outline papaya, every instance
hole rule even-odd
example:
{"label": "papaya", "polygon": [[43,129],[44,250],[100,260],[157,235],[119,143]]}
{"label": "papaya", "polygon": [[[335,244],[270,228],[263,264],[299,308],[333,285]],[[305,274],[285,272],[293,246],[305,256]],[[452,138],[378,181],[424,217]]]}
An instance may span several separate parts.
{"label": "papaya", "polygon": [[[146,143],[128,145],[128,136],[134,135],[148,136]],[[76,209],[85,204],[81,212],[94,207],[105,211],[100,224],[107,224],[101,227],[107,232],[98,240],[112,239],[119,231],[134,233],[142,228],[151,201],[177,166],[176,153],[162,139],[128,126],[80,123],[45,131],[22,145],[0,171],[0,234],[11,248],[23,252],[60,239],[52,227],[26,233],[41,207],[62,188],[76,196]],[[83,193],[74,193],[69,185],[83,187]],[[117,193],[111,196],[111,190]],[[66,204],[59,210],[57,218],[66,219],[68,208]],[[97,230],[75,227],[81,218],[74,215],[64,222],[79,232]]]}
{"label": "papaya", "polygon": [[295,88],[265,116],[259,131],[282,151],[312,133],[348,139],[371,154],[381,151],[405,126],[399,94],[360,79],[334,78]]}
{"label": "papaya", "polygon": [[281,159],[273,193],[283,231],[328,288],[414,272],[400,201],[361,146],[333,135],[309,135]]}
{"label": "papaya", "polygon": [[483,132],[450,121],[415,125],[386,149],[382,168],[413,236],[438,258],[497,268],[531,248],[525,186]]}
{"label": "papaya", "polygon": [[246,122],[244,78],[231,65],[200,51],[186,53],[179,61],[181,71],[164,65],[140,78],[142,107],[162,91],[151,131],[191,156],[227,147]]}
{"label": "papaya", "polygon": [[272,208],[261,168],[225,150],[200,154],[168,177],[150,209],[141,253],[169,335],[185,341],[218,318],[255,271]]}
────────
* WORK REQUIRED
Each line of the listing needs to be transcribed exactly.

* YOUR RESPONSE
outline papaya, every instance
hole rule even-odd
example:
{"label": "papaya", "polygon": [[43,129],[44,250],[100,260],[157,235],[119,143]]}
{"label": "papaya", "polygon": [[[335,244],[270,228],[263,264],[299,308],[333,285]],[[305,274],[285,272],[293,246],[305,256]],[[452,138],[378,181],[424,217]]]}
An instance may span several separate parts.
{"label": "papaya", "polygon": [[[146,143],[128,145],[128,136],[134,135],[148,136]],[[76,209],[85,204],[81,212],[94,207],[105,211],[100,224],[107,224],[101,227],[107,232],[98,240],[112,239],[119,231],[134,233],[142,228],[151,201],[177,166],[176,153],[162,139],[128,126],[80,123],[45,131],[22,145],[0,171],[0,234],[11,248],[23,252],[60,239],[52,227],[26,233],[41,207],[62,188],[76,196]],[[83,193],[74,193],[69,185],[83,187]],[[117,193],[111,196],[111,190]],[[66,204],[59,210],[57,218],[66,219],[68,208]],[[97,230],[75,227],[81,218],[74,215],[64,222],[79,232]]]}
{"label": "papaya", "polygon": [[295,88],[265,116],[259,131],[282,151],[312,133],[348,139],[371,154],[381,151],[405,126],[399,94],[360,79],[334,78]]}
{"label": "papaya", "polygon": [[281,159],[273,193],[283,231],[328,288],[414,272],[400,201],[361,146],[333,135],[309,135]]}
{"label": "papaya", "polygon": [[483,132],[450,121],[415,125],[386,149],[382,168],[413,236],[438,258],[497,268],[531,248],[525,186]]}
{"label": "papaya", "polygon": [[246,122],[244,78],[231,65],[200,51],[186,53],[179,61],[181,71],[164,65],[140,78],[142,107],[162,91],[151,131],[191,156],[227,147]]}
{"label": "papaya", "polygon": [[272,208],[261,168],[225,150],[200,154],[168,177],[150,209],[141,253],[169,335],[185,341],[218,318],[255,271]]}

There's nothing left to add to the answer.